Rewrite the entries below, substituting "Label" for every "Target" and leaving all other text as it is. Omit the pictures from your answer.

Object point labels
....................

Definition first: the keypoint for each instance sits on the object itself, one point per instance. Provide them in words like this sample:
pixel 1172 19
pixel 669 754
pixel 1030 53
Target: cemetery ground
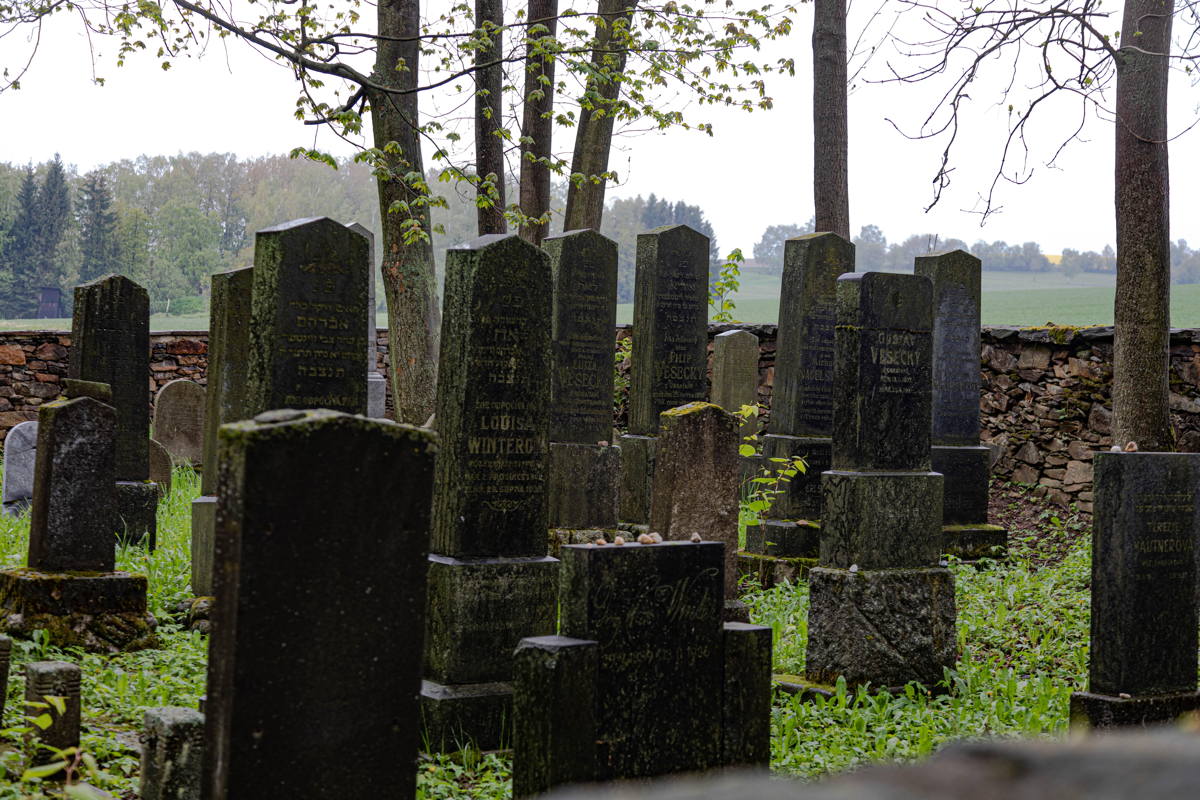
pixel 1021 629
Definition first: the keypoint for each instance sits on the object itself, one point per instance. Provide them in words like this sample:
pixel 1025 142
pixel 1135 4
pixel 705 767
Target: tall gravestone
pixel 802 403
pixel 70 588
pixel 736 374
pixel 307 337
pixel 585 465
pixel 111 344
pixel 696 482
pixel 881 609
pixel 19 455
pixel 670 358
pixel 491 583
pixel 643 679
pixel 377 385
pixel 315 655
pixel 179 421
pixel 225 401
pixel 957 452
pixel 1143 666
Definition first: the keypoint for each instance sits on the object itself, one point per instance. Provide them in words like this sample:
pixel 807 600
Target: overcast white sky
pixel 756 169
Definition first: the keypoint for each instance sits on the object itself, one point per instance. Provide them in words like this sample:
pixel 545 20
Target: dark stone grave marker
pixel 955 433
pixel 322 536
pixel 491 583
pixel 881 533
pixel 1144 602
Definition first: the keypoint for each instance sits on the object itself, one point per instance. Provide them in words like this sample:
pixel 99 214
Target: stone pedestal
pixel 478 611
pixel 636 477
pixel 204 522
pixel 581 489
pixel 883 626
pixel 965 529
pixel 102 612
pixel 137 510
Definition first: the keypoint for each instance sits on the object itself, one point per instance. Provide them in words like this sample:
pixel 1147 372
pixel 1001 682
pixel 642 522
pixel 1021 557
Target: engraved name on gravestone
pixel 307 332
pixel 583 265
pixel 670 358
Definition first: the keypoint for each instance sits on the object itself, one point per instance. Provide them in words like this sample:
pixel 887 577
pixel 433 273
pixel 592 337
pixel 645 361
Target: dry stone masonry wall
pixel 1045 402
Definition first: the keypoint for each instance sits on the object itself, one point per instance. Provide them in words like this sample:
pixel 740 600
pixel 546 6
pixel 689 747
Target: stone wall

....................

_FINAL RESULT_.
Definition first: the keypoint for each instance sits on the object itself, one point per instance. Provide them in words like this sample:
pixel 1172 19
pixel 669 754
pixel 1030 53
Label: cemetery ground
pixel 1021 629
Definition first: the keypoint for each instance sits on the object itself, one point per instance. Provide them in words like this sample:
pixel 1025 142
pixel 1135 4
pixel 705 767
Label: tall gravestone
pixel 802 403
pixel 70 588
pixel 736 374
pixel 307 337
pixel 585 465
pixel 111 344
pixel 696 482
pixel 881 609
pixel 19 455
pixel 670 358
pixel 491 583
pixel 643 679
pixel 377 385
pixel 315 655
pixel 179 421
pixel 225 401
pixel 957 452
pixel 1143 666
Definition first: the keypoint for each instance sits on the object itself, one point per instance. Provide them in words like this sample:
pixel 807 600
Label: overcast white sky
pixel 756 169
Definition first: the keypoint for each instance sits on the object itself, one point per instance. Provide them in words like this sample:
pixel 545 20
Label: dark stone grave marker
pixel 955 433
pixel 322 536
pixel 491 583
pixel 881 533
pixel 1144 602
Definition first: the keypoint for each instance sits on the object itself, one point per instance. Provide them in words like this sample:
pixel 99 214
Label: stone pedestal
pixel 478 611
pixel 636 477
pixel 204 522
pixel 581 489
pixel 883 626
pixel 965 529
pixel 102 612
pixel 137 510
Definition first: the keypoint for each instance sits on the object itself, one point per instance. Provide them in words like this sample:
pixel 1147 372
pixel 1001 682
pixel 642 522
pixel 1021 557
Label: engraved name on gravestone
pixel 307 332
pixel 583 265
pixel 670 358
Definition first: the keypoint for each instance sits on the object itself, one point per instance. Provide them in words like this sample:
pixel 887 577
pixel 433 273
pixel 592 337
pixel 645 361
Label: dry stone masonry wall
pixel 1045 402
Definition first: the keypoint for each instance sits on the object itself, one point per instance. Provide them in words like this sample:
pixel 740 600
pixel 546 6
pixel 689 747
Label: stone wall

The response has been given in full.